— Written problem —
Collect every line of the data below that contains the string "rear", with case counting, and copy each one out in full.

— Exercise input —
* Start *
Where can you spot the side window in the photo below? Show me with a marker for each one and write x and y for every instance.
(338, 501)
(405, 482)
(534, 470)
* End *
* Start *
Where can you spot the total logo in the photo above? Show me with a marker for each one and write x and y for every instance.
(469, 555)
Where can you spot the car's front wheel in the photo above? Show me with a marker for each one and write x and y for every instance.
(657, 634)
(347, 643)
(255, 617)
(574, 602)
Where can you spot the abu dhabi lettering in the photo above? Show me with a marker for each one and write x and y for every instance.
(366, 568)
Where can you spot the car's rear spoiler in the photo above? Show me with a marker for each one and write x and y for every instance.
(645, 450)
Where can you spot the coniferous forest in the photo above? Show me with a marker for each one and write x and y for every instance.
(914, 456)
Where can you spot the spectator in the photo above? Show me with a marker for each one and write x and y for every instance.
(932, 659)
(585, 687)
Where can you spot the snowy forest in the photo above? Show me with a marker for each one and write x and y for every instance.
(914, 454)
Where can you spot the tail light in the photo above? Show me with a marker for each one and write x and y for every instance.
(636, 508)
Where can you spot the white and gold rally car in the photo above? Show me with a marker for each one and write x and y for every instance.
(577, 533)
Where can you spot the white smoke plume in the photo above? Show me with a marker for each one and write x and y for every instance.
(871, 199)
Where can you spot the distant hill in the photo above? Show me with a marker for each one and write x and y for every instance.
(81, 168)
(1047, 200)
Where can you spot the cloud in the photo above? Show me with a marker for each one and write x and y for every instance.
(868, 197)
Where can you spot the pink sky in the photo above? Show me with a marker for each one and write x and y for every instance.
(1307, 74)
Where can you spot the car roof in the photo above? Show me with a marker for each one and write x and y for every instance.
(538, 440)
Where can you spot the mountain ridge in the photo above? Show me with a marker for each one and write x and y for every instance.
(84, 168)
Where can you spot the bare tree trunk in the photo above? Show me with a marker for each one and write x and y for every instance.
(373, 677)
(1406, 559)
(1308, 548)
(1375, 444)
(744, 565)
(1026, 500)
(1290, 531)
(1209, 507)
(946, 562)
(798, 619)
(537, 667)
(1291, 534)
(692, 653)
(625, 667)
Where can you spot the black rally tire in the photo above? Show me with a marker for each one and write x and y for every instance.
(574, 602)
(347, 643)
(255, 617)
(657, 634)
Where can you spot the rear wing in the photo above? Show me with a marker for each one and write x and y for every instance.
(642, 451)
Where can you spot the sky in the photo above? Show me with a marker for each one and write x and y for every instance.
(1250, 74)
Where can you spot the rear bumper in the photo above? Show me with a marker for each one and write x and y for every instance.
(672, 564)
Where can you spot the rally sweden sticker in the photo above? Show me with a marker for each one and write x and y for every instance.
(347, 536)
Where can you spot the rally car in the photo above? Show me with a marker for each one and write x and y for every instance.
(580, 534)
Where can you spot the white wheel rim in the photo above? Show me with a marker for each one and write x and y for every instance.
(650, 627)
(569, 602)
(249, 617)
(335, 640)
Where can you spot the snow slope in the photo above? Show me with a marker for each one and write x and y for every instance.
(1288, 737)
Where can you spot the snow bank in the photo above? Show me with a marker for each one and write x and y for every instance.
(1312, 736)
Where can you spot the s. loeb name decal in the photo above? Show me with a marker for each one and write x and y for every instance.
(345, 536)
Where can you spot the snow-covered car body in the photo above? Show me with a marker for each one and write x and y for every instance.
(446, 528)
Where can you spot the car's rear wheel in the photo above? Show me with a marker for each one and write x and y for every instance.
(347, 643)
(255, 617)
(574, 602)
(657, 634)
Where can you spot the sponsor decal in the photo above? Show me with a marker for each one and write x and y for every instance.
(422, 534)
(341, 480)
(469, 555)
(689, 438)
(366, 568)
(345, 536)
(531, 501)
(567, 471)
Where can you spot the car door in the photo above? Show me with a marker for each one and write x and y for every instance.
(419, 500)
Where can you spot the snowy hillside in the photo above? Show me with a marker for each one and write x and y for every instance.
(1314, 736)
* End *
* Start *
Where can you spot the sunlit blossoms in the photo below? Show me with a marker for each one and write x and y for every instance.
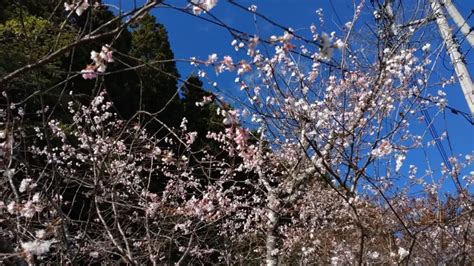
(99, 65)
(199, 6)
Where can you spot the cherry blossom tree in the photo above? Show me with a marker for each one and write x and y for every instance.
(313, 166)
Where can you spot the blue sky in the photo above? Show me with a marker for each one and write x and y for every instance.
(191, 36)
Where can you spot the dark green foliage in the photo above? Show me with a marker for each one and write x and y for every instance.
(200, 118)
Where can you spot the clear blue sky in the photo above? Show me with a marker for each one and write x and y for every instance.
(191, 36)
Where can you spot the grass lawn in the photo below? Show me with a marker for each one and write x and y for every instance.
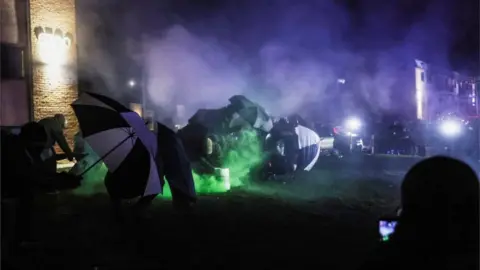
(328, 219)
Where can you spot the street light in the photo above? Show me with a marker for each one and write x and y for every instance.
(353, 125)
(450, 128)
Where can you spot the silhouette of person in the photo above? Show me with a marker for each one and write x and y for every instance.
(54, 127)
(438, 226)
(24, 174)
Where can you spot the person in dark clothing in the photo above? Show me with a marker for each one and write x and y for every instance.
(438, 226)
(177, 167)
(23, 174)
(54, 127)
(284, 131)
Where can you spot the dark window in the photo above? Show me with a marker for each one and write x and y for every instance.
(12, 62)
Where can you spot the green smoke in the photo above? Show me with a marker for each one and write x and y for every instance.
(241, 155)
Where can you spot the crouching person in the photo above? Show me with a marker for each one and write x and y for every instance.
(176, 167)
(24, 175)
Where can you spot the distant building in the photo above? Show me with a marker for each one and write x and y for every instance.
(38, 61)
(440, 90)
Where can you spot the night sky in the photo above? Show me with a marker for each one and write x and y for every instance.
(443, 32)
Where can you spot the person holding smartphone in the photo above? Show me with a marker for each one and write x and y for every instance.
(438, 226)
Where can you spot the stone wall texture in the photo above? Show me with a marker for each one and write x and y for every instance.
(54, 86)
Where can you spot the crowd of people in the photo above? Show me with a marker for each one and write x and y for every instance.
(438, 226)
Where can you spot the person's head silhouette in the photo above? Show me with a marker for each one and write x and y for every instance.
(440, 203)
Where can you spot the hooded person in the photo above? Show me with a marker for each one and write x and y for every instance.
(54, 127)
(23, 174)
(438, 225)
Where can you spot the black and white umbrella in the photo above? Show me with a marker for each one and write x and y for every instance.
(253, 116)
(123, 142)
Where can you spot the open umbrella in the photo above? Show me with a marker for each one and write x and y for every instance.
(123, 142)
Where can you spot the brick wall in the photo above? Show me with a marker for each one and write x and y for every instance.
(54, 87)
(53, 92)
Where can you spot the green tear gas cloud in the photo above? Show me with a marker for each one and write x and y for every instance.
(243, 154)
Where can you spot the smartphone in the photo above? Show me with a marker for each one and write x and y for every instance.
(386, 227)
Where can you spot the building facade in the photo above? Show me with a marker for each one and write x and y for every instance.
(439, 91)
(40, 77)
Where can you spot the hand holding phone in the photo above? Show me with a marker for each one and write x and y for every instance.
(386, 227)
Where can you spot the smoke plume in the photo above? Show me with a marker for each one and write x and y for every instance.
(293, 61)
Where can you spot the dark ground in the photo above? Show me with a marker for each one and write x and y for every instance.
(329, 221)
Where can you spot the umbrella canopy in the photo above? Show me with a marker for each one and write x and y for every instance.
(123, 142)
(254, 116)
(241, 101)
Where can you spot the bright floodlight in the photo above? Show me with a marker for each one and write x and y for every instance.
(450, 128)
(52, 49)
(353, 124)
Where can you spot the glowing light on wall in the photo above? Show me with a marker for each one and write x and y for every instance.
* End *
— Finished task —
Where can you spot the car's rear spoiler in the photo above? Show me with a marker for each one and write x and y for every instance.
Where can you spot the rear wing in the photo above? Show me with a marker for each one and write x and y for every instance.
Where can you spot the rear bumper in the photo above? Show me with a marker for each one and write x and y for every instance.
Where can you spot the car's rear wheel in the photo above? Show me with a marker for each one and write x and y for every instance.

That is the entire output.